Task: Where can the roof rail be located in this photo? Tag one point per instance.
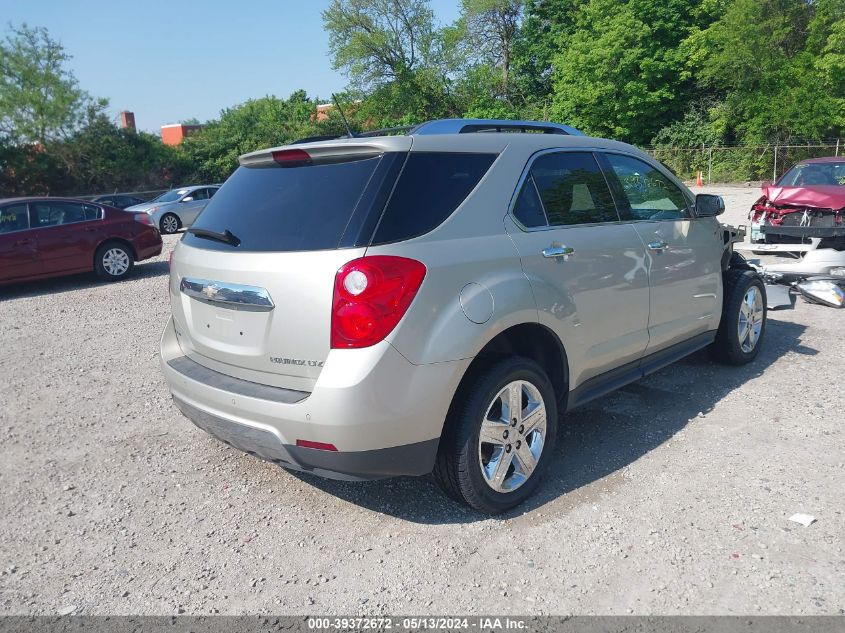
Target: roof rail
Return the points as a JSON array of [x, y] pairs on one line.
[[459, 126], [467, 126]]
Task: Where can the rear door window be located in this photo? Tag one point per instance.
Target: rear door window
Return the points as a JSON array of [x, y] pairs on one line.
[[648, 193], [92, 212], [431, 187], [14, 218]]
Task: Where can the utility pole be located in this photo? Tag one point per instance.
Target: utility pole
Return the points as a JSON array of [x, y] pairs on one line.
[[710, 166]]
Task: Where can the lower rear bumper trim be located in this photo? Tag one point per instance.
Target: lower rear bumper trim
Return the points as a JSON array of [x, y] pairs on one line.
[[408, 459]]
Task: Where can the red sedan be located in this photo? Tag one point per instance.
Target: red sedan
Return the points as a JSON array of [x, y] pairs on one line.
[[49, 237]]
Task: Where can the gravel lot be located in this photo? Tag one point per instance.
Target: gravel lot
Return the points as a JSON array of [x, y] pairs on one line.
[[669, 497]]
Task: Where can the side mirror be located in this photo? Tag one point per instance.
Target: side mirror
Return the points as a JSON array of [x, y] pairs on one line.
[[708, 206]]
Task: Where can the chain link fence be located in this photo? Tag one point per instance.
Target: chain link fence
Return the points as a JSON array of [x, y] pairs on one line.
[[742, 163]]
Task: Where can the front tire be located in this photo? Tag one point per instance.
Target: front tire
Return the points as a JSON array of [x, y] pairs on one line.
[[499, 437], [743, 323], [169, 223], [113, 261]]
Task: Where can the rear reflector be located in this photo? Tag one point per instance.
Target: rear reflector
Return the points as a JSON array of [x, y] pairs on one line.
[[291, 157], [320, 446]]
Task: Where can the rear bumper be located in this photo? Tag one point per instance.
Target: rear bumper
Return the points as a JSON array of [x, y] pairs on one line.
[[383, 414], [410, 459]]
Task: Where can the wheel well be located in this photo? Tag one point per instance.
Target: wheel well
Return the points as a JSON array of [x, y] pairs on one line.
[[115, 240], [533, 341]]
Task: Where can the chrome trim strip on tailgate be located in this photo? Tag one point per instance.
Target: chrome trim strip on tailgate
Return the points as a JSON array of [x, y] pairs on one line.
[[193, 370], [228, 294]]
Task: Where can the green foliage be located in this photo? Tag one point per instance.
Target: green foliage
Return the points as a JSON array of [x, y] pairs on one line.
[[547, 26], [490, 29], [619, 74], [675, 73], [39, 97], [379, 41]]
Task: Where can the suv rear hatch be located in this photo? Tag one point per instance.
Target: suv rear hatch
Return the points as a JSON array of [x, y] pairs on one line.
[[252, 282]]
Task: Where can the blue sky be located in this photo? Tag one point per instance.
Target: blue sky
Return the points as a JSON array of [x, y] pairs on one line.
[[170, 61]]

------

:: Activity ::
Go through the material above and copy each line that has the word "mirror".

:: Response for this exercise ::
Task: Where can the side mirror be located in this photo? Tag one point per instance.
Target: side mirror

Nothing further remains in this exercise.